> **Фрагмент документа**
►
Наш собеседник — Василий Рулинский, пресс-секретарь Синодального отдела по благотворительности Русской Православной Церкви.
«А на другом конце провода слышу всхлипывания»
— Вас часто благодарят за помощь?
— Меня-то за что? Я пресс-секретарь и только рассказываю о том, что делают мои коллеги. Но помню одну женщину, мусульманку, которой мы купили квартиру в Казани. У нее сгорело жилье от бытового, а не лесного пожара, поэтому государство не могло ей помочь. У нее семья, дети, все оказались практически на улице. Они обратились по телефону нашей общецерковной горячей линии помощи погорельцам в 2010 году. Да, она была очень благодарна.
— Вас в основном знают как человека, который рассказывает о церковной благотворительности. Но кроме этого Вы историк, который серьезно занимается темой послевоенной Германии. Как это произошло?
— Я начал заниматься темой послевоенной Германии на последних курсах МГИМО, когда проходил практику в МИДе, но системно стал изучать этот вопрос и писать диссертацию, только когда начал работать в Синодальном отделе по благотворительности — с 2010 года. У нас каждый студент учит несколько языков, и кроме английского мне достался немецкий, который я поначалу очень не любил. Даже словарь специально купил небольшой — был уверен, что он мне никогда не понадобится. Но уже через год меня, практически не знающего язык, отправляют на учебу по обмену в Германию. Кстати, именно там я пришел к вере.
— Как именно?
— Я только закончил второй курс, был еще совсем молодым человеком и не представлял, каково это — переезжать надолго в другую страну. Поездка сразу не задалась: у меня были какие-то проблемы с багажом, целый день мне не удавалось поесть, а по прилету в Штутгарт я вообще не знал, как мне добраться до университета. Он был в другом городе.
Дело было к ночи, я совсем растерялся. С горем пополам нашел нужный автобус. И там неожиданно познакомился с русским преподавателем, который, как оказалось, уже много лет живет в Германии. Уже потом я узнал, что это один из крупнейших математиков, профессор Тюбингенского университета. Он забрал меня на ночь к себе домой, а на следующий день помог оформить все нужные документы и даже получить место в общежитии, хотя мне его не хотели вначале давать. Я был очень ему благодарен и воспринял все это как явную Божью помощь. Там же, в Тюбингене, я познакомился со священником Павлом Зойле. Это был невероятно светлый человек, Царство ему Небесное.
◄
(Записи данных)
►
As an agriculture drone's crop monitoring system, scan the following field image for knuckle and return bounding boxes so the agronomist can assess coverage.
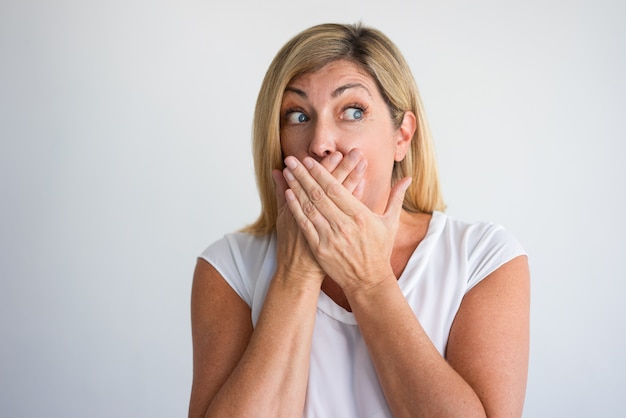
[302,202,316,215]
[309,187,324,202]
[326,184,343,199]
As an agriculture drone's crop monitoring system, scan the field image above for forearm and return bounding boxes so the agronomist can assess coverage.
[206,277,319,417]
[349,280,485,417]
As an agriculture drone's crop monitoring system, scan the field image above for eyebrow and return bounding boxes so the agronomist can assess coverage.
[285,83,372,99]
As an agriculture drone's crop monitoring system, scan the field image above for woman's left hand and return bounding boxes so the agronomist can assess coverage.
[284,156,411,294]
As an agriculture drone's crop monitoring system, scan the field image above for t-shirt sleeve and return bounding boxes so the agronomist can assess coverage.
[466,224,526,291]
[199,235,252,306]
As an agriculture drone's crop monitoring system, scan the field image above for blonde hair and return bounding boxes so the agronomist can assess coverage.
[243,24,445,235]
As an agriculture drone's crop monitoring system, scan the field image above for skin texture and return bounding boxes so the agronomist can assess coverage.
[189,61,529,417]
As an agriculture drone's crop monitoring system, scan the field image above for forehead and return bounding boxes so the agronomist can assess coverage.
[288,60,376,93]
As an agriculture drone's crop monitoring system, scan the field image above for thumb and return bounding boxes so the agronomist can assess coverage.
[272,169,289,210]
[384,177,413,221]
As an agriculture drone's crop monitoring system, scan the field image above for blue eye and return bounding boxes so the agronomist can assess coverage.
[343,107,363,120]
[287,111,309,123]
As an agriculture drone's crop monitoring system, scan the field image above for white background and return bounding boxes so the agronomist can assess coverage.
[0,0,626,418]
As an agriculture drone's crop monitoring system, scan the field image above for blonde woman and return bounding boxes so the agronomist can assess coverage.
[189,24,529,418]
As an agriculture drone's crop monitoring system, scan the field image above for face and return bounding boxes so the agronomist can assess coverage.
[280,61,415,213]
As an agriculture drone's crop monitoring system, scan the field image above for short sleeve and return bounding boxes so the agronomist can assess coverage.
[199,235,252,306]
[466,223,526,291]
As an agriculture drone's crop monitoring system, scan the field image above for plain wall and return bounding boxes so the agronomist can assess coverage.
[0,0,626,418]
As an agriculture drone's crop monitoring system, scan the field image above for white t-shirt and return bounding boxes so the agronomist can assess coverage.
[201,212,524,418]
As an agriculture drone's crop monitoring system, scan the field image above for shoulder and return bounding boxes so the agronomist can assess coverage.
[439,214,526,290]
[199,232,276,305]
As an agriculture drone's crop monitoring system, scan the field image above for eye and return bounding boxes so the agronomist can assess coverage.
[343,107,364,120]
[287,110,309,124]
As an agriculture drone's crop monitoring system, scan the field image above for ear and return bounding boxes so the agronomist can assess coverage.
[394,110,417,161]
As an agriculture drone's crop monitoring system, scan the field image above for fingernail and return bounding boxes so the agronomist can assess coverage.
[329,151,342,164]
[285,157,298,170]
[283,168,296,181]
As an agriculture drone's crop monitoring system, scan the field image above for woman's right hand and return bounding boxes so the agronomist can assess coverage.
[272,149,367,287]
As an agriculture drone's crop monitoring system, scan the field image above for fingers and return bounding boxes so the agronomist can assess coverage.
[284,157,358,222]
[272,169,289,210]
[320,148,367,199]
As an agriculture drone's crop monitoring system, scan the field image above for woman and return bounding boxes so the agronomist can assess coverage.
[189,24,529,417]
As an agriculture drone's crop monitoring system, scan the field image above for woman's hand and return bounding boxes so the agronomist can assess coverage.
[284,153,411,295]
[272,150,367,286]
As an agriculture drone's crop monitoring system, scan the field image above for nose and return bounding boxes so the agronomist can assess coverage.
[309,121,337,161]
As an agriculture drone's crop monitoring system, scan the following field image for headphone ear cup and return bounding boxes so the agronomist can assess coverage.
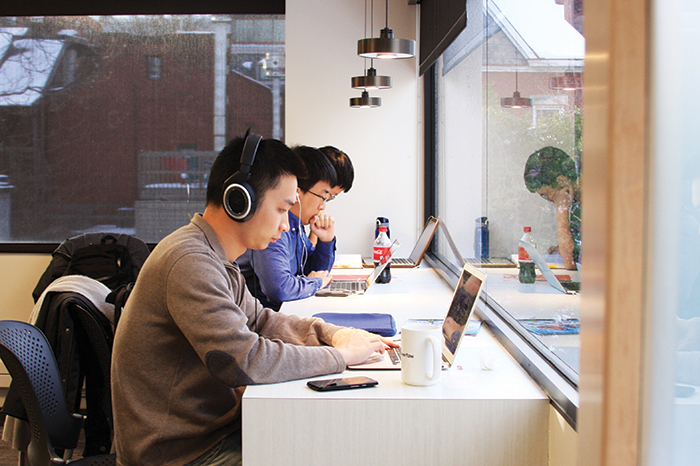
[223,183,257,222]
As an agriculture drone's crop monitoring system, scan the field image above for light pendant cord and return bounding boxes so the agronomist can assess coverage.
[250,249,258,333]
[297,193,309,277]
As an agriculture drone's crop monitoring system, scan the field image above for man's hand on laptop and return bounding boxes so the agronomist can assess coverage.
[308,270,333,288]
[331,328,398,366]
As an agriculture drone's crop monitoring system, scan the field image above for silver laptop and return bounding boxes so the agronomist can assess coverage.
[440,219,517,268]
[362,217,439,267]
[348,264,486,370]
[316,240,401,297]
[518,240,581,294]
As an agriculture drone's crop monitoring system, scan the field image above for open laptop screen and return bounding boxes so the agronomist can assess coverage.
[408,217,438,264]
[442,263,486,364]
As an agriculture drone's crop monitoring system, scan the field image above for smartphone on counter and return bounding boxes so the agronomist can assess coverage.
[306,376,379,392]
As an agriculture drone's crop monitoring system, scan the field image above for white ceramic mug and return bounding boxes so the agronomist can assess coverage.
[401,323,442,386]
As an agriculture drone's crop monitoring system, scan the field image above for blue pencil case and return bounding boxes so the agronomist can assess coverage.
[314,312,396,337]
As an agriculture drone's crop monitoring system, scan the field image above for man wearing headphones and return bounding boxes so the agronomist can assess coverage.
[238,146,337,310]
[112,134,394,466]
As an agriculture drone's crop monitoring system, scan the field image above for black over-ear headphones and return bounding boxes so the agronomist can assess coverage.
[223,133,262,222]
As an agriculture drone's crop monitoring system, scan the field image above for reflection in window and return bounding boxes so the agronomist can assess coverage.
[0,15,285,243]
[436,0,585,373]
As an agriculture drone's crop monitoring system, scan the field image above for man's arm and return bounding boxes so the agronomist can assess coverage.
[251,232,330,303]
[304,214,335,276]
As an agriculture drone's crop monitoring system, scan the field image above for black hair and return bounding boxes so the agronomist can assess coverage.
[523,146,578,193]
[207,137,306,207]
[292,146,337,191]
[318,146,355,192]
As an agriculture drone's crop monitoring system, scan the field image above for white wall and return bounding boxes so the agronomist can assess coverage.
[285,0,424,256]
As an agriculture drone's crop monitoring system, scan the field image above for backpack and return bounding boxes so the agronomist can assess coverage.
[63,235,136,290]
[32,233,150,303]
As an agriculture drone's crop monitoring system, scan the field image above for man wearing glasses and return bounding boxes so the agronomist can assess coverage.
[237,146,337,310]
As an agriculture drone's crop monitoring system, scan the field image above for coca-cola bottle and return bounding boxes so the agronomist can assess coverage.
[372,226,391,283]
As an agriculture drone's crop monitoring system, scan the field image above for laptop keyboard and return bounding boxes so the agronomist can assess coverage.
[329,281,365,293]
[386,348,401,365]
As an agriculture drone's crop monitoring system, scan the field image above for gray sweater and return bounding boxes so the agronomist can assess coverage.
[112,214,345,466]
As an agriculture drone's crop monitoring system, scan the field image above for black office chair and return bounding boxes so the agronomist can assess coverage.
[0,320,116,466]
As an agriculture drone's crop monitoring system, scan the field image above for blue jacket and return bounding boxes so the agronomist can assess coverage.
[236,212,335,310]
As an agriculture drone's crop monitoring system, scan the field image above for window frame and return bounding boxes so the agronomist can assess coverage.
[423,64,579,430]
[0,0,286,254]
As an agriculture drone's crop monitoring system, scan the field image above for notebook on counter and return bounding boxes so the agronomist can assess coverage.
[348,264,486,370]
[316,240,401,297]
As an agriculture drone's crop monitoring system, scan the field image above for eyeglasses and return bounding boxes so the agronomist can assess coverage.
[306,191,335,204]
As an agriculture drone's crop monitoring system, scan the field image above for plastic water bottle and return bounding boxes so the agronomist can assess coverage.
[474,217,489,259]
[372,226,391,283]
[518,227,537,283]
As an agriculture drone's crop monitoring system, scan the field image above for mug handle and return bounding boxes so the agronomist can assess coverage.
[425,337,442,381]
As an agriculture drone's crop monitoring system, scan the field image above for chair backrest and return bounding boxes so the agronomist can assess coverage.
[0,320,83,465]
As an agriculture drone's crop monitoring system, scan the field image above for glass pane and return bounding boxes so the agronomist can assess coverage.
[437,0,585,372]
[0,15,285,242]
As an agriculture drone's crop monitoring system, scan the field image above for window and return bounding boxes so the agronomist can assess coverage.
[146,57,163,79]
[426,0,585,423]
[0,11,285,244]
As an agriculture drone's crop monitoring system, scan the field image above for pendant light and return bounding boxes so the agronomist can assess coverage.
[350,59,391,89]
[501,60,532,108]
[549,69,583,91]
[350,91,382,108]
[357,0,416,59]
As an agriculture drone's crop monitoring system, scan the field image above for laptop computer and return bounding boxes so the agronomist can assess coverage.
[440,219,517,268]
[362,217,439,268]
[315,240,401,297]
[518,240,581,294]
[348,264,486,370]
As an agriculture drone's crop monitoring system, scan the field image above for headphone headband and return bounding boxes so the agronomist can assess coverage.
[223,129,263,222]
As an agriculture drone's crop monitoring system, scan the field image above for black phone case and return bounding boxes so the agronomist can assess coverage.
[306,378,379,392]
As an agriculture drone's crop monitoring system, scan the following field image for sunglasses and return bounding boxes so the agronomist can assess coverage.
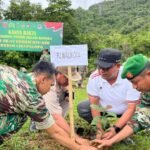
[97,64,115,71]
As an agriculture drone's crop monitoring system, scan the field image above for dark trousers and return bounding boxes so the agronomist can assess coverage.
[77,100,121,123]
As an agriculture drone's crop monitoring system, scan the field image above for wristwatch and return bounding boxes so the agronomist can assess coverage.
[113,125,121,133]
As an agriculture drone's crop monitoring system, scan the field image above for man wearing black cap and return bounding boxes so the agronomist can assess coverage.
[78,48,140,139]
[93,54,150,148]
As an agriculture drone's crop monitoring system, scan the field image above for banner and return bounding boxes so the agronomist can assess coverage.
[50,44,88,66]
[0,20,63,52]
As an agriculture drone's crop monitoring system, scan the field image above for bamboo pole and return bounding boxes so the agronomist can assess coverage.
[68,66,75,140]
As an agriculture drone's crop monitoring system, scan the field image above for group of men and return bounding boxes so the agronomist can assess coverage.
[0,48,150,150]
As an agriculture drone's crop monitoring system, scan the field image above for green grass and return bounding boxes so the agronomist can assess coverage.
[0,82,150,150]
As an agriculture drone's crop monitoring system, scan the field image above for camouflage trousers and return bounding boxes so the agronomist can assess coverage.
[0,114,27,137]
[128,107,150,132]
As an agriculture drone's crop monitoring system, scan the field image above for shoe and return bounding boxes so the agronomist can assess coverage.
[122,137,136,145]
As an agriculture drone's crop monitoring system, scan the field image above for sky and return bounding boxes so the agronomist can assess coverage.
[4,0,103,9]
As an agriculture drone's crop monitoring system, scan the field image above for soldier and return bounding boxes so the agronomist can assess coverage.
[0,61,95,150]
[93,54,150,148]
[40,49,50,62]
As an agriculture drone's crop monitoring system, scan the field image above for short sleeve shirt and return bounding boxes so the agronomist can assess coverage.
[87,67,140,115]
[0,65,54,129]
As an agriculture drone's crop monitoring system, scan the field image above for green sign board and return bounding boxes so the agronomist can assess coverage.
[0,20,63,52]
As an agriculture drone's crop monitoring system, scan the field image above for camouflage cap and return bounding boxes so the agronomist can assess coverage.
[56,67,81,81]
[121,54,148,80]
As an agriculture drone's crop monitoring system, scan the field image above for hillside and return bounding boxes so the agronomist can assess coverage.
[75,0,150,34]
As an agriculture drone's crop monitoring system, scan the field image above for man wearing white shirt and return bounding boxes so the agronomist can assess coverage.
[78,48,140,139]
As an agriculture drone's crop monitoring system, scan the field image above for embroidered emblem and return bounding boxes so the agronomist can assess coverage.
[126,72,133,79]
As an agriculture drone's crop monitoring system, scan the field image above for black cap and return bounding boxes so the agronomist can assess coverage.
[96,48,121,68]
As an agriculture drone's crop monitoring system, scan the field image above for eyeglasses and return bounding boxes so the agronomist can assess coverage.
[97,64,115,71]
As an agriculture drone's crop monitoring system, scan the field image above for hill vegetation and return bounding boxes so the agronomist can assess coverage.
[0,0,150,69]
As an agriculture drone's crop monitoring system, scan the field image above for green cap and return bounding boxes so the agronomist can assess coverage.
[121,54,148,80]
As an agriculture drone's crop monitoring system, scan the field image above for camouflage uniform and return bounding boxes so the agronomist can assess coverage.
[0,65,54,136]
[129,92,150,132]
[40,54,50,62]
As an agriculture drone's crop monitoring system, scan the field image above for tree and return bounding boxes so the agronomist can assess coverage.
[45,0,79,44]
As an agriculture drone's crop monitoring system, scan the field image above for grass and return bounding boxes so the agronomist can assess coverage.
[0,83,150,150]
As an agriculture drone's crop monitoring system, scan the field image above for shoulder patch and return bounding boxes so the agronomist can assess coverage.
[91,72,100,79]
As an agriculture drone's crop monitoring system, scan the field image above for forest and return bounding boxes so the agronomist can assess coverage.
[0,0,150,70]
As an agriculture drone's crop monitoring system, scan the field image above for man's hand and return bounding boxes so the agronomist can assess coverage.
[96,129,104,140]
[79,145,98,150]
[75,135,90,145]
[91,139,113,149]
[102,127,116,140]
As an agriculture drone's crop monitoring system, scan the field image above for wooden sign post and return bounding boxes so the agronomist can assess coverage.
[50,45,88,139]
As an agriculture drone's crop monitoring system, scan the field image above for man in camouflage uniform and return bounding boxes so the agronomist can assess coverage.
[93,54,150,148]
[0,61,95,150]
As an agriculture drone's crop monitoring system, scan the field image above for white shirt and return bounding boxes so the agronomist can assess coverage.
[87,67,140,115]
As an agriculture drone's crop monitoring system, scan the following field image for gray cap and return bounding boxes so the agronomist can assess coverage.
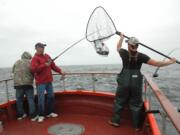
[35,42,46,48]
[126,37,139,45]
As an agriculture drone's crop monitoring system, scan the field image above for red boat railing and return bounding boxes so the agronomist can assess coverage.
[0,73,180,135]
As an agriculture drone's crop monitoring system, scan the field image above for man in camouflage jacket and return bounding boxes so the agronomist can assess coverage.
[12,52,37,121]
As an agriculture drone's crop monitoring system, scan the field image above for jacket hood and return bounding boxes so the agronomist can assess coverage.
[21,52,32,59]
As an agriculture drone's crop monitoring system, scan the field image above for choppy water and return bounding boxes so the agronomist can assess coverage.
[0,64,180,135]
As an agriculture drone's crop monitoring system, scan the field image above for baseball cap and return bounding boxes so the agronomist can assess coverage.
[126,37,139,45]
[35,42,46,48]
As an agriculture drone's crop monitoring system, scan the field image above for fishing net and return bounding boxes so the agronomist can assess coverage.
[86,7,116,56]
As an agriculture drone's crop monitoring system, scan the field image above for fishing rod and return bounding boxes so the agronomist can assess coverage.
[153,48,180,77]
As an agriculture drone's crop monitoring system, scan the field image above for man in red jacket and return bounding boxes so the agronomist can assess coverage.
[31,43,64,122]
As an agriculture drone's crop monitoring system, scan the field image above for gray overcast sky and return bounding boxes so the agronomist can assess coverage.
[0,0,180,67]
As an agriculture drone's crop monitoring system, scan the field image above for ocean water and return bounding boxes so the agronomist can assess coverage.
[0,64,180,135]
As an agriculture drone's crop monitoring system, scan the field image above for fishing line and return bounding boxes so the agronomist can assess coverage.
[86,6,180,64]
[153,48,180,77]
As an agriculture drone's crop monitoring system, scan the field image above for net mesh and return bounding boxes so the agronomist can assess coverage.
[86,7,116,56]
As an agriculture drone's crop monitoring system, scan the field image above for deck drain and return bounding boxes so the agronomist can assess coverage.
[48,123,84,135]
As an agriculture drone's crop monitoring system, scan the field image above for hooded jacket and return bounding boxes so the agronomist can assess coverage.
[12,52,34,86]
[31,54,61,85]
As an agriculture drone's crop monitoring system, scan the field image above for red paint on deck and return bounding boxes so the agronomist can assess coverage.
[1,91,152,135]
[1,114,143,135]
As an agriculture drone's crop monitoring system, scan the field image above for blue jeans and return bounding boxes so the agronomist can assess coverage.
[16,88,36,118]
[37,82,54,116]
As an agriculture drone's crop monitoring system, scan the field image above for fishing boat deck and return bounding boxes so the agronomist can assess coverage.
[1,114,143,135]
[1,91,146,135]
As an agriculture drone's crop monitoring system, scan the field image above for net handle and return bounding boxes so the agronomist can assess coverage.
[116,31,180,64]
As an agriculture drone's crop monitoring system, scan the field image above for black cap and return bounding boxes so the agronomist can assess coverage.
[35,42,46,48]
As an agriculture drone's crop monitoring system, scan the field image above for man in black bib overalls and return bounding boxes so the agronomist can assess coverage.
[109,34,176,131]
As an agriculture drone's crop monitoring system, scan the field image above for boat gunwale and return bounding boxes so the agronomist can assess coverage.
[144,74,180,134]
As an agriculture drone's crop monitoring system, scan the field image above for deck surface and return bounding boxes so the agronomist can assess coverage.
[0,114,144,135]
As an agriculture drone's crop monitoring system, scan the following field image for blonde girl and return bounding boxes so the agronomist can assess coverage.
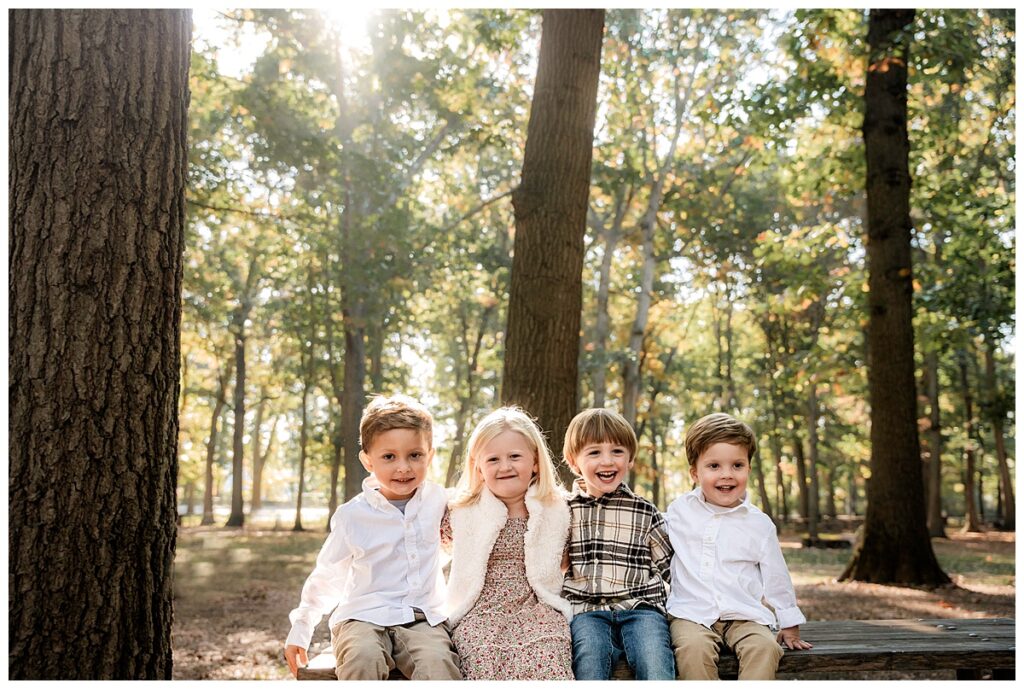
[441,406,572,680]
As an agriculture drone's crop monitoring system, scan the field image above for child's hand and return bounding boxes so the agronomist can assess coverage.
[285,644,309,677]
[776,625,813,651]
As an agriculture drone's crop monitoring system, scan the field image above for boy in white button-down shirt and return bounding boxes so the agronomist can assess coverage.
[285,396,462,680]
[667,414,811,680]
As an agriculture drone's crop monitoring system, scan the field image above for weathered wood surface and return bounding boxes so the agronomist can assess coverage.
[299,617,1016,680]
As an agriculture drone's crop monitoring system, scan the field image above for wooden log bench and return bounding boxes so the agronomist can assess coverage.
[298,618,1016,680]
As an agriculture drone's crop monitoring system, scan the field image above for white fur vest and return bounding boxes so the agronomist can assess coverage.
[447,486,572,628]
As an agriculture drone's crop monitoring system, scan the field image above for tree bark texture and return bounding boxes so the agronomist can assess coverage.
[841,9,949,585]
[7,9,191,680]
[502,9,604,483]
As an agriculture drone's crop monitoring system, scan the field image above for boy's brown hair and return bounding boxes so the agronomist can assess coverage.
[686,414,758,467]
[359,395,434,451]
[562,408,637,471]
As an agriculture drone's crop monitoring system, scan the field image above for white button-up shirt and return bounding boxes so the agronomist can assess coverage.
[666,486,807,629]
[285,476,447,648]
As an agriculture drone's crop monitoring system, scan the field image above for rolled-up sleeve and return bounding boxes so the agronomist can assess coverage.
[285,511,352,648]
[759,531,807,629]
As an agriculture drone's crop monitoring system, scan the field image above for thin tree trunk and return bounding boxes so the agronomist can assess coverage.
[341,317,369,502]
[250,416,281,514]
[807,384,820,545]
[925,351,946,539]
[793,429,810,522]
[502,9,604,483]
[185,481,196,517]
[985,336,1017,531]
[591,193,632,408]
[6,8,191,680]
[825,462,839,521]
[249,393,266,509]
[200,363,234,526]
[840,9,949,585]
[956,350,981,532]
[292,378,309,531]
[224,325,248,526]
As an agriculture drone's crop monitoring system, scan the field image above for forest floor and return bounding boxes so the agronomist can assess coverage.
[172,526,1016,680]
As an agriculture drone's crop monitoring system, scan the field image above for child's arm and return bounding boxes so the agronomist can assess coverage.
[285,644,309,677]
[647,512,673,584]
[758,528,810,648]
[775,625,813,651]
[285,512,352,659]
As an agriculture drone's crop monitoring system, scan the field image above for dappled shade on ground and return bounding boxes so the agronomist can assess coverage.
[172,527,1015,680]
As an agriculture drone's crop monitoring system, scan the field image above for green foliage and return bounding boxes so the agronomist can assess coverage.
[182,8,1016,522]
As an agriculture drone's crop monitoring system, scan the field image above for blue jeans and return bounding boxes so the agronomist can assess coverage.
[569,608,676,680]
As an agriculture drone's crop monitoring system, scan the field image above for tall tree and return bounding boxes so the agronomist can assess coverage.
[8,9,191,680]
[841,9,949,585]
[502,9,604,480]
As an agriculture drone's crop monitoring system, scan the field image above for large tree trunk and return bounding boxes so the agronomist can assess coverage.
[841,9,949,585]
[7,9,191,680]
[502,9,604,483]
[985,336,1017,531]
[224,327,248,526]
[925,351,946,539]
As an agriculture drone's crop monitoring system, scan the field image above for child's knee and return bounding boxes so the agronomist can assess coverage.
[734,635,782,662]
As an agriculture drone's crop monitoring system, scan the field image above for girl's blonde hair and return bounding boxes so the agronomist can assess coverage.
[452,406,562,507]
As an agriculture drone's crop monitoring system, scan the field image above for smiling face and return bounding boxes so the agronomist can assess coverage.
[359,428,434,500]
[569,442,633,498]
[690,442,751,507]
[475,431,538,507]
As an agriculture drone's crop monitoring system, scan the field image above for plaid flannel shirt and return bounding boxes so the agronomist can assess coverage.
[562,479,672,614]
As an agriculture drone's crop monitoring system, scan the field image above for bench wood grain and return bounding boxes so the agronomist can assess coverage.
[298,617,1016,680]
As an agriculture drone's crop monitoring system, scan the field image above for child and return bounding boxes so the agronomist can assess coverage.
[285,396,462,680]
[562,410,676,680]
[441,407,572,680]
[668,414,811,680]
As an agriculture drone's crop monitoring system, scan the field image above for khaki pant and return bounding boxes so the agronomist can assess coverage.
[331,614,462,680]
[669,617,782,680]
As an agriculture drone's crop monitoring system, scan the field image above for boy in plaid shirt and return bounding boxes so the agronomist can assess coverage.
[562,408,676,680]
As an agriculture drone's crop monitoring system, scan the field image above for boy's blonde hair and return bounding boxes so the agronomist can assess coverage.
[562,408,637,474]
[452,406,561,507]
[686,414,758,467]
[359,395,434,453]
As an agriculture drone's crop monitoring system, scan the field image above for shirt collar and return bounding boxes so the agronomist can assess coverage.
[569,478,633,503]
[686,486,752,514]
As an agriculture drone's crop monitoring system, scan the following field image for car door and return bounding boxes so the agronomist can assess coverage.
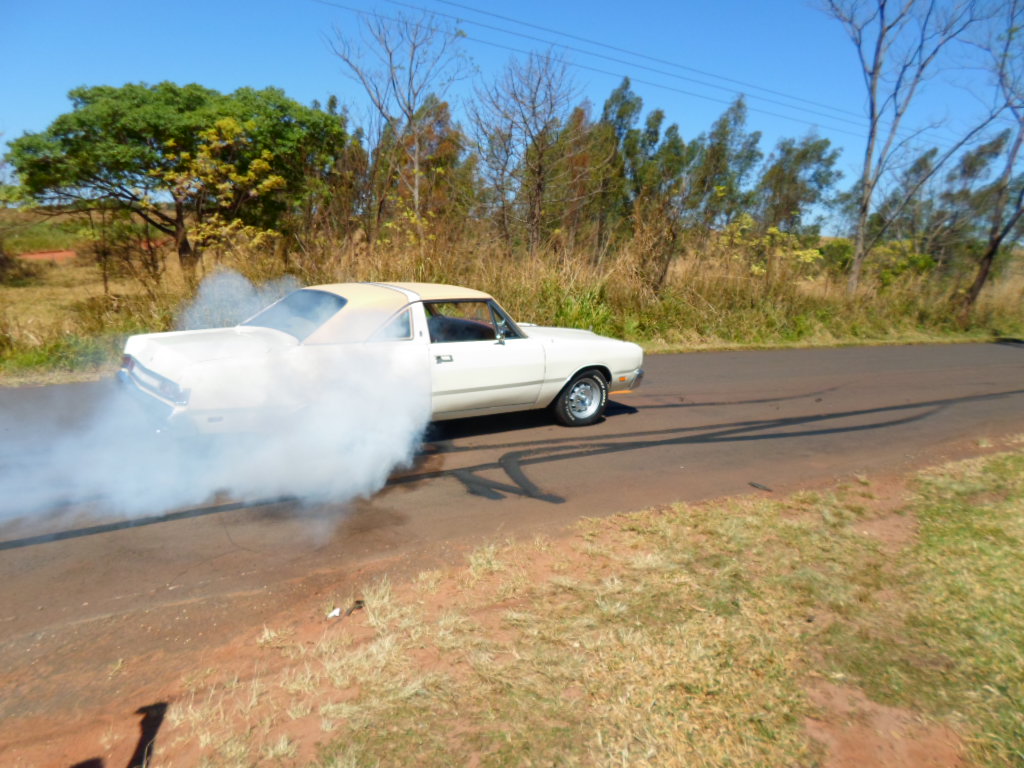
[424,300,545,414]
◄
> **Суть задания**
**A)** Перепишите дословно отрывок интервью, начиная со слов «Наш собеседник —» и заканчивая словами «была очень благодарна.».
**B)** Ответьте на вопросы по интервью, отмечая ответы так же, как вопросы:
(i) В каком году женщина обратилась на горячую линию помощи погорельцам?
(ii) Какой язык, кроме английского, достался собеседнику в институте?
(iii) В какой город он прилетел, отправившись учиться в Германию?
**C)** Соответствуют ли интервью эти утверждения? На каждое ответьте «да» или «нет» и приведите точную цитату, которая это решает.
(i) Женщине-мусульманке купили квартиру в Казани.
(ii) Немецкий язык поначалу нравился собеседнику.
(iii) Со священником Павлом Зойле собеседник познакомился в Штутгарте.

> **Ответы на задания**
**A)**
Наш собеседник — Василий Рулинский, пресс-секретарь Синодального отдела по благотворительности Русской Православной Церкви.
«А на другом конце провода слышу всхлипывания»
— Вас часто благодарят за помощь?
— Меня-то за что? Я пресс-секретарь и только рассказываю о том, что делают мои коллеги. Но помню одну женщину, мусульманку, которой мы купили квартиру в Казани. У нее сгорело жилье от бытового, а не лесного пожара, поэтому государство не могло ей помочь. У нее семья, дети, все оказались практически на улице. Они обратились по телефону нашей общецерковной горячей линии помощи погорельцам в 2010 году. Да, она была очень благодарна.

**B)**
(i) В 2010 году.
(ii) Немецкий.
(iii) В Штутгарт.

**C)**
(i) Да: «которой мы купили квартиру в Казани».
(ii) Нет: «который я поначалу очень не любил».
(iii) Нет: «Там же, в Тюбингене, я познакомился со священником Павлом Зойле».